- _Your goal_
Copy all of the data below verbatim, line for line, changing nothing.

- _Given data_

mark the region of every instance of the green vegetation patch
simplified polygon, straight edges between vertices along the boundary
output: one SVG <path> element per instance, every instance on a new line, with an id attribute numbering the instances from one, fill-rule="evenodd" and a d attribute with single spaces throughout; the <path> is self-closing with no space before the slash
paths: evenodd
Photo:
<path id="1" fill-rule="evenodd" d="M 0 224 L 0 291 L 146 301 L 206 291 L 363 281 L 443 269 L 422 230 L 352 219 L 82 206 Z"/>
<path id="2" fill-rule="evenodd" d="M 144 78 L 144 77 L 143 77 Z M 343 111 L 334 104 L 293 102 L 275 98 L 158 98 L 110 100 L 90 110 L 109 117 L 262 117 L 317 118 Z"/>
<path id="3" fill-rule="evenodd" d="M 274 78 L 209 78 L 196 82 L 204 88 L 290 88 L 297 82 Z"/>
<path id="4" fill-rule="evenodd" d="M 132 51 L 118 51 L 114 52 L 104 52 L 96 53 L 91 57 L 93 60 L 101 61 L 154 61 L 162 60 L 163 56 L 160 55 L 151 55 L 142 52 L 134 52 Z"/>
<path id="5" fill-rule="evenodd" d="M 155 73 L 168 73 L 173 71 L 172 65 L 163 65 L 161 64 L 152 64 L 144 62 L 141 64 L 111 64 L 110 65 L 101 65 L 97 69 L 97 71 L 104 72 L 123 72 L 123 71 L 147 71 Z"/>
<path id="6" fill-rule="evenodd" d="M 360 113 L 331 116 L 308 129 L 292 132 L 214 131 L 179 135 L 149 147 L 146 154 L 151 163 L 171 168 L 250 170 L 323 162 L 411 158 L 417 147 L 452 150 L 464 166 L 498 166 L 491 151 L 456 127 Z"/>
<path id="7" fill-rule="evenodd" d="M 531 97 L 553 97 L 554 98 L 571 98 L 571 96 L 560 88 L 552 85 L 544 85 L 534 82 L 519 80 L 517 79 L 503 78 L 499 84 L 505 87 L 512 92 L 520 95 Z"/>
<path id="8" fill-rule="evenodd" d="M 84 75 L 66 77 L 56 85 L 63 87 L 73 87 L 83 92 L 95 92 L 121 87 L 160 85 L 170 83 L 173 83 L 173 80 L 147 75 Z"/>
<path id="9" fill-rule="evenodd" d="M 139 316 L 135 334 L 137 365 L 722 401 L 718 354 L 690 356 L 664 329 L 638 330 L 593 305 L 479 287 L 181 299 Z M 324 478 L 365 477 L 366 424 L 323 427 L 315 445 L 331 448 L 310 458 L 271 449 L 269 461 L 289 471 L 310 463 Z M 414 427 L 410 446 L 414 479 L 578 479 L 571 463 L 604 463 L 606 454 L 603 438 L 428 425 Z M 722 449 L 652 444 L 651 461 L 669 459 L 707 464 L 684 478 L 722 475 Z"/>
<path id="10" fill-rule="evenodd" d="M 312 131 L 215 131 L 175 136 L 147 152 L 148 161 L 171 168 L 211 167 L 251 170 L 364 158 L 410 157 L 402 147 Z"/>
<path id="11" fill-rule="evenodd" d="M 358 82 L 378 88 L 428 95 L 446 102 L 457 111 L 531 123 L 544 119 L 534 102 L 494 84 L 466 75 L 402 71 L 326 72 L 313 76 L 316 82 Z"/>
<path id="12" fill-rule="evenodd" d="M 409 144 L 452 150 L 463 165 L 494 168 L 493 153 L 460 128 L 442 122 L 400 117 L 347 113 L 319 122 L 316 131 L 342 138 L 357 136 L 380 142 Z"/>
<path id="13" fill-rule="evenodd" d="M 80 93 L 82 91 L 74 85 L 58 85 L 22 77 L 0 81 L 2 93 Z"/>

- _Result_
mark the region of every instance of the green vegetation patch
simplified polygon, straight edges between vertices along the boundary
output: one SVG <path> element per instance, every instance on a new line, with an id attribute numbering the instances from one, fill-rule="evenodd" and a d attribute with single spaces throughout; the <path> is self-closing with no space before the slash
paths: evenodd
Photo:
<path id="1" fill-rule="evenodd" d="M 0 224 L 0 291 L 146 301 L 206 291 L 363 281 L 443 269 L 422 230 L 352 219 L 82 206 Z"/>
<path id="2" fill-rule="evenodd" d="M 144 78 L 144 77 L 143 77 Z M 343 111 L 334 104 L 293 102 L 275 98 L 158 98 L 110 100 L 90 110 L 109 117 L 262 117 L 317 118 Z"/>
<path id="3" fill-rule="evenodd" d="M 274 78 L 209 78 L 196 82 L 204 88 L 290 88 L 297 82 Z"/>
<path id="4" fill-rule="evenodd" d="M 132 51 L 118 51 L 114 52 L 104 52 L 96 53 L 91 57 L 93 60 L 101 61 L 154 61 L 162 60 L 163 56 L 160 55 L 151 55 L 142 52 L 134 52 Z"/>
<path id="5" fill-rule="evenodd" d="M 155 73 L 168 73 L 173 71 L 172 65 L 163 65 L 161 64 L 152 64 L 144 62 L 141 64 L 111 64 L 110 65 L 101 65 L 97 69 L 97 71 L 104 72 L 123 72 L 123 71 L 147 71 Z"/>
<path id="6" fill-rule="evenodd" d="M 360 113 L 331 116 L 308 129 L 292 132 L 214 131 L 179 135 L 149 147 L 146 154 L 151 163 L 171 168 L 250 170 L 323 162 L 411 158 L 417 147 L 452 150 L 464 166 L 498 166 L 491 151 L 456 127 Z"/>
<path id="7" fill-rule="evenodd" d="M 531 97 L 553 97 L 554 98 L 571 98 L 571 96 L 560 88 L 552 85 L 544 85 L 534 82 L 519 80 L 517 79 L 503 78 L 499 84 L 505 87 L 512 92 L 520 95 Z"/>
<path id="8" fill-rule="evenodd" d="M 84 75 L 66 77 L 56 85 L 63 87 L 73 87 L 83 92 L 95 92 L 121 87 L 160 85 L 170 83 L 173 83 L 173 80 L 147 75 Z"/>
<path id="9" fill-rule="evenodd" d="M 139 316 L 135 334 L 137 365 L 722 401 L 718 354 L 690 356 L 664 329 L 638 330 L 593 305 L 479 287 L 181 299 Z M 324 478 L 365 477 L 366 424 L 323 427 L 315 445 L 331 448 L 310 458 L 271 449 L 269 461 L 289 471 L 310 463 Z M 414 427 L 410 446 L 414 479 L 578 479 L 571 463 L 604 463 L 606 454 L 603 438 L 428 425 Z M 722 449 L 652 444 L 651 461 L 669 459 L 707 464 L 684 478 L 722 475 Z"/>
<path id="10" fill-rule="evenodd" d="M 312 131 L 215 131 L 175 136 L 147 152 L 148 161 L 171 168 L 211 167 L 251 170 L 364 158 L 410 157 L 402 147 Z"/>
<path id="11" fill-rule="evenodd" d="M 358 82 L 378 88 L 428 95 L 446 102 L 457 111 L 531 123 L 544 119 L 534 102 L 494 84 L 466 75 L 402 71 L 326 72 L 313 76 L 316 82 Z"/>
<path id="12" fill-rule="evenodd" d="M 409 144 L 452 150 L 463 165 L 494 168 L 493 153 L 460 128 L 442 122 L 400 117 L 347 113 L 319 122 L 316 131 L 342 138 L 357 136 L 380 142 Z"/>
<path id="13" fill-rule="evenodd" d="M 80 93 L 82 91 L 74 85 L 58 85 L 22 77 L 0 81 L 2 93 Z"/>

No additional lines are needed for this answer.